- Supplied material
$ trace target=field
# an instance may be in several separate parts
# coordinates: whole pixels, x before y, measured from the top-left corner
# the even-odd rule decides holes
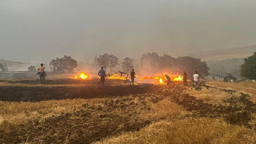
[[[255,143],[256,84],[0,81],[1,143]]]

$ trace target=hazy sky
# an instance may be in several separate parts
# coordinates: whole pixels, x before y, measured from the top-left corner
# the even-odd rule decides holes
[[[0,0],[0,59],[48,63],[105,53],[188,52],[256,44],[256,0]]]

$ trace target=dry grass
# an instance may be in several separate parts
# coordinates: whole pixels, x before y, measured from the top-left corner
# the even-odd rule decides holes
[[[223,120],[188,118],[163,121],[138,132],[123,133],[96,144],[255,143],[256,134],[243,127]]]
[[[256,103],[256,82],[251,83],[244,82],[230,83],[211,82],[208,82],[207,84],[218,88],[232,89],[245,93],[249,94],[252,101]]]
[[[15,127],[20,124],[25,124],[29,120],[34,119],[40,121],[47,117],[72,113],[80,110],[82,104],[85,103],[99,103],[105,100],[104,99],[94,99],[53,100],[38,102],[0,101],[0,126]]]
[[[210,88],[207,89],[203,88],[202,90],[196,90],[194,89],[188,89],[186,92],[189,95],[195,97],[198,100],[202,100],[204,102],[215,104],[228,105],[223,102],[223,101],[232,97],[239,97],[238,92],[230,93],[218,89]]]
* * *
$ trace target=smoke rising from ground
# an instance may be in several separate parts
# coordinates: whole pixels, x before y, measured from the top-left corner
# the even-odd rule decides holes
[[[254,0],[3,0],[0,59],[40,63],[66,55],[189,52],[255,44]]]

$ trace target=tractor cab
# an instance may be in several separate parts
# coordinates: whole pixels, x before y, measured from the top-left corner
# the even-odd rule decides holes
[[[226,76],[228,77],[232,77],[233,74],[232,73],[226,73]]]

- Prompt
Set down, unchanged and in their original order, the lines between the one containing "trace target=hazy sky" and the one containing "[[[0,0],[0,59],[48,63],[105,53],[188,52],[256,44],[256,0]]]", inclusive.

- Full solution
$ trace target=hazy sky
# an instance may be in several separate parts
# coordinates: whole pixels, x before y, measured from the top-left corner
# the even-odd rule decides holes
[[[0,0],[0,59],[48,63],[105,53],[188,52],[256,44],[256,0]]]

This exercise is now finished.